- **Entries from a dataset**:
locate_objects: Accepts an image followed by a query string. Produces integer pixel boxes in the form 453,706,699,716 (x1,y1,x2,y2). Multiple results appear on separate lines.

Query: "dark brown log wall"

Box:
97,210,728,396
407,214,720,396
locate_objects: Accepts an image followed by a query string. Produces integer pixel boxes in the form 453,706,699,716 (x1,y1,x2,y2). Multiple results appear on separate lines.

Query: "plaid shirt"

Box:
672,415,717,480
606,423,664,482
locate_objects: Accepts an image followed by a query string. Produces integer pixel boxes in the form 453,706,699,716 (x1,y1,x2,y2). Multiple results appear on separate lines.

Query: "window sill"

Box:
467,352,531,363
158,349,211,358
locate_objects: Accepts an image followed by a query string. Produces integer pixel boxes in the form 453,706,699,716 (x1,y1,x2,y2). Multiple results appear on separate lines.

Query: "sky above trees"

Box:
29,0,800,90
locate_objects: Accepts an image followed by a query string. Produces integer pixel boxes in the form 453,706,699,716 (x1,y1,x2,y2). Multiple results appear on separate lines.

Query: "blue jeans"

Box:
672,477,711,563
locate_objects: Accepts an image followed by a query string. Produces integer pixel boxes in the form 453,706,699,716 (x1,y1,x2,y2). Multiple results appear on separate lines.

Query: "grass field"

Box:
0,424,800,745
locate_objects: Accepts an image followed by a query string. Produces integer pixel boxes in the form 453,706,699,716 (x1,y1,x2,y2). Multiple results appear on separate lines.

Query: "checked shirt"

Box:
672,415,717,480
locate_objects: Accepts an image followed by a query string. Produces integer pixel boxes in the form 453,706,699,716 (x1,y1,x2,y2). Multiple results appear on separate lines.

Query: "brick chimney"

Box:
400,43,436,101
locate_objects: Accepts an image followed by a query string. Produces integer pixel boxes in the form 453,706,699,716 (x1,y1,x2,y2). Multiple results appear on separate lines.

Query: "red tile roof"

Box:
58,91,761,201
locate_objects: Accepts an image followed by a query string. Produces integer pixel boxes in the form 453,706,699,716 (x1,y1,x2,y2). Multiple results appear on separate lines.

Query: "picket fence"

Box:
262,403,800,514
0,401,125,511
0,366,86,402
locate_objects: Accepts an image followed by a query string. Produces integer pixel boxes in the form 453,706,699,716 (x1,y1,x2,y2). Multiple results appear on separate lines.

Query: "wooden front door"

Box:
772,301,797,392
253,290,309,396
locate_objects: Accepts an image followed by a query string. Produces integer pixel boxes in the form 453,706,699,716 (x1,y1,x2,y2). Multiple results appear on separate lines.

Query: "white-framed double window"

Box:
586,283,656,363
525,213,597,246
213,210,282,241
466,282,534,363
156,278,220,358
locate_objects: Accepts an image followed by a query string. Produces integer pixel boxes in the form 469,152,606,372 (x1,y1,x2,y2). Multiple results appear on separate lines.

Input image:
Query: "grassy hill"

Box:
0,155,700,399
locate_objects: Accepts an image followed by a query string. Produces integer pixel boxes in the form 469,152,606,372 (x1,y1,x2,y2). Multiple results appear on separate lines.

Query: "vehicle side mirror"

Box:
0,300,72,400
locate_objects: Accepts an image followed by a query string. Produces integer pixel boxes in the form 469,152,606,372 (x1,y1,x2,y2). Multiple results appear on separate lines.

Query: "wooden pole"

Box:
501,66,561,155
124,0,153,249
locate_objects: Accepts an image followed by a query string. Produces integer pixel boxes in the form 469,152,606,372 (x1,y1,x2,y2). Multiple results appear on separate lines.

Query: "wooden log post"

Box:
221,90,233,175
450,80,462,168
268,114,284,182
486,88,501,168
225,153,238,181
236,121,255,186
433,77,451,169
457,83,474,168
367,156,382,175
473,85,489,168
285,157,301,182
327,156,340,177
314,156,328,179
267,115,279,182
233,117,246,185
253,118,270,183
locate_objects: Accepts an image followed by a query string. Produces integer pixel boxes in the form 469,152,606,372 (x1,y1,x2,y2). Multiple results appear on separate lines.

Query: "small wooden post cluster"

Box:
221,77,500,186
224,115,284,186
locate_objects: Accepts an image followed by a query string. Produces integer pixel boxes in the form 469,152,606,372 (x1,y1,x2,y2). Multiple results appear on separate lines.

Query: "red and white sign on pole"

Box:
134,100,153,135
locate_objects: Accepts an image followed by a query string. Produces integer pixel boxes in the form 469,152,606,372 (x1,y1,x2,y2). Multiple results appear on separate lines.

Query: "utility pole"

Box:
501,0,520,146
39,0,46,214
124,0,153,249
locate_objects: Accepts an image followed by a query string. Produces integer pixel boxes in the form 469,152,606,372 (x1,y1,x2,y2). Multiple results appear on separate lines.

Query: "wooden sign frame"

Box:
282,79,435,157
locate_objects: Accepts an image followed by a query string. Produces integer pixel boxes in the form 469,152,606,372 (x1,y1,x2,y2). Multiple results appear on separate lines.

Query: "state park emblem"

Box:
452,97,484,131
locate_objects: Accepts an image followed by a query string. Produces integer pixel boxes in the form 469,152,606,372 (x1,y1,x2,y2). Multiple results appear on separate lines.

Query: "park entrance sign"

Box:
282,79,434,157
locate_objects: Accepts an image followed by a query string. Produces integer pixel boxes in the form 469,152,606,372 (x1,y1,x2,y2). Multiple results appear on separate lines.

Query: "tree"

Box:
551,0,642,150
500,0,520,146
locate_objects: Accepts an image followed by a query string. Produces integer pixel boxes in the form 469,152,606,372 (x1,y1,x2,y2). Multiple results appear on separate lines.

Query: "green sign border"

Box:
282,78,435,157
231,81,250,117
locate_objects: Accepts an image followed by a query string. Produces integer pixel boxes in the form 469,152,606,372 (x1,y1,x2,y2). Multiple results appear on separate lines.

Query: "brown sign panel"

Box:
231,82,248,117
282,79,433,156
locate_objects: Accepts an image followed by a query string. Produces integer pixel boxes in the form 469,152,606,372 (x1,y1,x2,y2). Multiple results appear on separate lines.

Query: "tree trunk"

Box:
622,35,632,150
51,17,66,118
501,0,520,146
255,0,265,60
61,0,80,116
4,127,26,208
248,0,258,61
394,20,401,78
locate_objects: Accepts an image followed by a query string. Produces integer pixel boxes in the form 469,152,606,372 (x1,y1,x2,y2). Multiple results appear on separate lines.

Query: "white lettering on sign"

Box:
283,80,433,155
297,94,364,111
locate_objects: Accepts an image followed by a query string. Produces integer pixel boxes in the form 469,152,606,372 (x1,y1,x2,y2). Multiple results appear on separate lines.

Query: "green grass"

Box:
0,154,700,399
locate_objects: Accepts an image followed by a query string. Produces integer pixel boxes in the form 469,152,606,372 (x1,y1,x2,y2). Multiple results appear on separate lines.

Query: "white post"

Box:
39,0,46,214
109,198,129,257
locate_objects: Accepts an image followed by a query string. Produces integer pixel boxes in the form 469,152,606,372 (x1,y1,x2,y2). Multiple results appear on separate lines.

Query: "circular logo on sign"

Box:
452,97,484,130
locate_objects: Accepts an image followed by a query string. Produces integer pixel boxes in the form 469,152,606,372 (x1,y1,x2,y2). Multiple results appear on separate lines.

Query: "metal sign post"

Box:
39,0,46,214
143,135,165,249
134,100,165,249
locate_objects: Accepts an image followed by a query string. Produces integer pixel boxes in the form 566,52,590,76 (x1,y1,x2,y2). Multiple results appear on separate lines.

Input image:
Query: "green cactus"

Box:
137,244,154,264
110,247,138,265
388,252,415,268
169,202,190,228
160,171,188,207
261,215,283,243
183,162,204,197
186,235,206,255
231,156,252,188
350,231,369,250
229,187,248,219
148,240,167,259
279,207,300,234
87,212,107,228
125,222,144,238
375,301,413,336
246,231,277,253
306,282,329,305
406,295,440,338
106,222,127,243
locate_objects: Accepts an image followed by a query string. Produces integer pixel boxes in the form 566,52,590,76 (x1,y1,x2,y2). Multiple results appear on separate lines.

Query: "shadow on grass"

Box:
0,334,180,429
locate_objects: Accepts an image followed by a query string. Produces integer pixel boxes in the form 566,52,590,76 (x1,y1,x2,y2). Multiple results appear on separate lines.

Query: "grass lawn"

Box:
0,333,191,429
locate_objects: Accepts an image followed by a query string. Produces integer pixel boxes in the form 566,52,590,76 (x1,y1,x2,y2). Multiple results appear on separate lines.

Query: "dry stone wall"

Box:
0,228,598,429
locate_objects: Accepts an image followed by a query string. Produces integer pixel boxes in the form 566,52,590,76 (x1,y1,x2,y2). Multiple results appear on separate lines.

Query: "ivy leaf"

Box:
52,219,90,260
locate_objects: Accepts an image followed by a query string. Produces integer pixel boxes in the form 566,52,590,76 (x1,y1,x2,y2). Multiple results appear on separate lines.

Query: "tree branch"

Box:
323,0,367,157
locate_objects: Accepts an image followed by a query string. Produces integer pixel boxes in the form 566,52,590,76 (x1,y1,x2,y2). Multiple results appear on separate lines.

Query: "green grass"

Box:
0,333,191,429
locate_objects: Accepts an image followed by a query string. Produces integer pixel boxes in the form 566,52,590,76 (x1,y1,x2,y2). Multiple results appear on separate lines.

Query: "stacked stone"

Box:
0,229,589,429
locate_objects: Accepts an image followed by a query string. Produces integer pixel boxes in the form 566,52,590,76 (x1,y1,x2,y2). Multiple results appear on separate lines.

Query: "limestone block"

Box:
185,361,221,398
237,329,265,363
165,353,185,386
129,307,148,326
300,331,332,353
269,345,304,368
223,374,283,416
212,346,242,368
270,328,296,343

- **YOUR TASK**: Pick out every line of the records that contains the word "wooden" and copy each one.

- **RESPONSE TO THE TASK**:
Query: "wooden front door"
Query: "wooden pole"
Query: "wooden log post"
Query: "small wooden post cluster"
Query: "wooden sign frame"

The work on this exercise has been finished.